We propose that the content of notices should be confined to a narrow subset of XHTML sufficient to convey a simple message to users. It should not, for example, include script elements (for security reasons).
Notices may be embedded in HTML and XHTML in the
<head> element. For example, XHTML annotations to a CSS file might have the form:
<html> <head> <notice> The CSS program used in rendering this page is Copyright © 2008 by ACME Corp. </notice> </head> <body/> </html>
If the display of a page depends upon a linked resource, such as a CSS, script, or font file and that resource is represented using the proposed
multipart/annotated MIME type and the annotations in the resource may consist of an XHTML document, then notices found in that document are semantically understood to apply to the resource itself and should be displayed among the notices for the page. Thus, if a wrapped CSS file contained the HTML above, then pages that link to that CSS file should present the copyright notice to users.

- **Set problem A**
Rewrite the records as a JSON list of strings, one string per line, omitting blank lines. Cover only the lines from the one containing "Practice. Spot the white jersey" through the last line of the records, both ends included.
The records below are unrelated to the excerpt on XHTML notices.

- **Records for this task**
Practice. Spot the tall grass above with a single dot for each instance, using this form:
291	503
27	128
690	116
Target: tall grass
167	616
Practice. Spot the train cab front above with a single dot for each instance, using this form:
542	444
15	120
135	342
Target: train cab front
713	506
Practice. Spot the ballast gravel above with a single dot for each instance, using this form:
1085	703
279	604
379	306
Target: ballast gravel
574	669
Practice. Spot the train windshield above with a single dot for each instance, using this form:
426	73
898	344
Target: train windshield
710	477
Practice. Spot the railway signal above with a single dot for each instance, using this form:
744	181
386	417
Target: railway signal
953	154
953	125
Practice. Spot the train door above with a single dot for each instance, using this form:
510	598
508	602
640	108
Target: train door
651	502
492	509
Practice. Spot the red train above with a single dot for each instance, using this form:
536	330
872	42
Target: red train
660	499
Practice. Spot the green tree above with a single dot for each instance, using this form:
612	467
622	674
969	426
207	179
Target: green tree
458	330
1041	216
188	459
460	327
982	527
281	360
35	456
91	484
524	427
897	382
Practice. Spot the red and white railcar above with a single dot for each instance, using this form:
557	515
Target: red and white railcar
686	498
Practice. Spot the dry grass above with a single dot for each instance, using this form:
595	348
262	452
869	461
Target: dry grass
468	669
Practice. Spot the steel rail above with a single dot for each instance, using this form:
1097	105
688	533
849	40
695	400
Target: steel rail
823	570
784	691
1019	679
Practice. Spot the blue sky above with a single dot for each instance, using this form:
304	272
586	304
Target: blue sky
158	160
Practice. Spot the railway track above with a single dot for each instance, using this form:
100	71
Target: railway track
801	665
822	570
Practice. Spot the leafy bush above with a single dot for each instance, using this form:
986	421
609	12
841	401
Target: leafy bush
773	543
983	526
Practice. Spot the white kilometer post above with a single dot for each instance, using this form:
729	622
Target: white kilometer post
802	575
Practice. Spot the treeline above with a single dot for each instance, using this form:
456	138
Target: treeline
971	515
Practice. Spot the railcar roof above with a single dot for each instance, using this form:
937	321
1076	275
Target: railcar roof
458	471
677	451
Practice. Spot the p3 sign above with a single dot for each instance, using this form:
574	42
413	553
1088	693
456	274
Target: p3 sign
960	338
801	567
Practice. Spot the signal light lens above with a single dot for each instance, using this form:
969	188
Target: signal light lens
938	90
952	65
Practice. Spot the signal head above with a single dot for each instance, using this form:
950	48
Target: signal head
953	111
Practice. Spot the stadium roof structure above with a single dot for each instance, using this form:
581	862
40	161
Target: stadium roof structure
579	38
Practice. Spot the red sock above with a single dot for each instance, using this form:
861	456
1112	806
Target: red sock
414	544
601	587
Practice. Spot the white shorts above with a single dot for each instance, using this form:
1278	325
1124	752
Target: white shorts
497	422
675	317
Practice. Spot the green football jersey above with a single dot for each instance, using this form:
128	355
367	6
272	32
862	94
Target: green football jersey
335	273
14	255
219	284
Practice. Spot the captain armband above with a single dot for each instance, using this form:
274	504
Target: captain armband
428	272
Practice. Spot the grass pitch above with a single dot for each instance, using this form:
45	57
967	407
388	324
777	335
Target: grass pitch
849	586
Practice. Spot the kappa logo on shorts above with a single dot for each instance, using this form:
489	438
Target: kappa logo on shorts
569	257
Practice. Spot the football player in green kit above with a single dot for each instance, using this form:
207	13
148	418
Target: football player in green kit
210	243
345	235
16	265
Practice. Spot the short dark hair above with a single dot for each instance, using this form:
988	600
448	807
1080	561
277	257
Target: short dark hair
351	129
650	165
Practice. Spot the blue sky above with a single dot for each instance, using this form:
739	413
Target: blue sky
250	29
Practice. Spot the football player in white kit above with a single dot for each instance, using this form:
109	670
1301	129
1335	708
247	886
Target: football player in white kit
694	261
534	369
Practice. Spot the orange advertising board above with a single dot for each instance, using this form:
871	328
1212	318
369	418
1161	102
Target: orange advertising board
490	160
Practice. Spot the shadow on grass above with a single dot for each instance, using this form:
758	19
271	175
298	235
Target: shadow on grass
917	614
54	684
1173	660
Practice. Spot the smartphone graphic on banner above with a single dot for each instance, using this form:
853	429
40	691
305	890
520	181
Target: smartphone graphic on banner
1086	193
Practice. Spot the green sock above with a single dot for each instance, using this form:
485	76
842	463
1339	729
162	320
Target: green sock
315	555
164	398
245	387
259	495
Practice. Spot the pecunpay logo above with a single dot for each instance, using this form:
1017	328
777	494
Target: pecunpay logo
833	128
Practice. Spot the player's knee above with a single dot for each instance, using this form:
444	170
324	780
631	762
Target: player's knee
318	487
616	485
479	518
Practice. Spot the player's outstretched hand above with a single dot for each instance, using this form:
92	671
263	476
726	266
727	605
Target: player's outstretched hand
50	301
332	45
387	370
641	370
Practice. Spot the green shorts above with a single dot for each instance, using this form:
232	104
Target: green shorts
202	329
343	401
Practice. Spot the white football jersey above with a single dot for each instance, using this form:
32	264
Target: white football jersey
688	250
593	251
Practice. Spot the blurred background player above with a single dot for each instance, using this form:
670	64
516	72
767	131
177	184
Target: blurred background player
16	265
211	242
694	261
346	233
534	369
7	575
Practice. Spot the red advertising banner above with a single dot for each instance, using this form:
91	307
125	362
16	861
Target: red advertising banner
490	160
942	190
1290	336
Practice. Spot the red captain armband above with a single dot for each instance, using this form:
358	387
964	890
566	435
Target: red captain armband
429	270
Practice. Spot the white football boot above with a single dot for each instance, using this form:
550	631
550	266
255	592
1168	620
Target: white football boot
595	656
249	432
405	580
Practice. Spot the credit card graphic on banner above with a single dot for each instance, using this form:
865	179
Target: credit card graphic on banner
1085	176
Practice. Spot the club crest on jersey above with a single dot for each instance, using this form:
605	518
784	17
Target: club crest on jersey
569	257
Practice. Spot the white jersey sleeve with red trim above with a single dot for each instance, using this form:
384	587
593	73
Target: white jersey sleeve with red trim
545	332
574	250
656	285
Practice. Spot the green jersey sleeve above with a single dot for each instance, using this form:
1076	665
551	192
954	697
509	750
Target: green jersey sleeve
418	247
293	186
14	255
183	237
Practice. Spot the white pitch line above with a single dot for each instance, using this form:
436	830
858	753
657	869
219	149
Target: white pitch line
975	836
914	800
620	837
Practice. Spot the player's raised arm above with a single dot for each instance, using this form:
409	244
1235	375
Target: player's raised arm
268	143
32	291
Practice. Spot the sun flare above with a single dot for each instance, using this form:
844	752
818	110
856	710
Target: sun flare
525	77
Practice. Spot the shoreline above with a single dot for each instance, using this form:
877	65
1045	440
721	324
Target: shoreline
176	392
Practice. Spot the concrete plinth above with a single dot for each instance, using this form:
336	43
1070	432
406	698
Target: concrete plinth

- **Set problem B**
Echo the excerpt on XHTML notices in full, word for word.

- **Final result A**
[
  "Practice. Spot the white jersey sleeve with red trim above with a single dot for each instance, using this form:",
  "384\t587",
  "593\t73",
  "Target: white jersey sleeve with red trim",
  "545\t332",
  "574\t250",
  "656\t285",
  "Practice. Spot the green jersey sleeve above with a single dot for each instance, using this form:",
  "1076\t665",
  "551\t192",
  "954\t697",
  "509\t750",
  "Target: green jersey sleeve",
  "418\t247",
  "293\t186",
  "14\t255",
  "183\t237",
  "Practice. Spot the white pitch line above with a single dot for each instance, using this form:",
  "436\t830",
  "858\t753",
  "657\t869",
  "219\t149",
  "Target: white pitch line",
  "975\t836",
  "914\t800",
  "620\t837",
  "Practice. Spot the player's raised arm above with a single dot for each instance, using this form:",
  "409\t244",
  "1235\t375",
  "Target: player's raised arm",
  "268\t143",
  "32\t291",
  "Practice. Spot the sun flare above with a single dot for each instance, using this form:",
  "844\t752",
  "818\t110",
  "856\t710",
  "Target: sun flare",
  "525\t77",
  "Practice. Spot the shoreline above with a single dot for each instance, using this form:",
  "877\t65",
  "1045\t440",
  "721\t324",
  "Target: shoreline",
  "176\t392",
  "Practice. Spot the concrete plinth above with a single dot for each instance, using this form:",
  "336\t43",
  "1070\t432",
  "406\t698",
  "Target: concrete plinth"
]

- **Final result B**
We propose that the content of notices should be confined to a narrow subset of XHTML sufficient to convey a simple message to users. It should not, for example, include script elements (for security reasons).
Notices may be embedded in HTML and XHTML in the
<head> element. For example, XHTML annotations to a CSS file might have the form:
<html> <head> <notice> The CSS program used in rendering this page is Copyright © 2008 by ACME Corp. </notice> </head> <body/> </html>
If the display of a page depends upon a linked resource, such as a CSS, script, or font file and that resource is represented using the proposed
multipart/annotated MIME type and the annotations in the resource may consist of an XHTML document, then notices found in that document are semantically understood to apply to the resource itself and should be displayed among the notices for the page. Thus, if a wrapped CSS file contained the HTML above, then pages that link to that CSS file should present the copyright notice to users.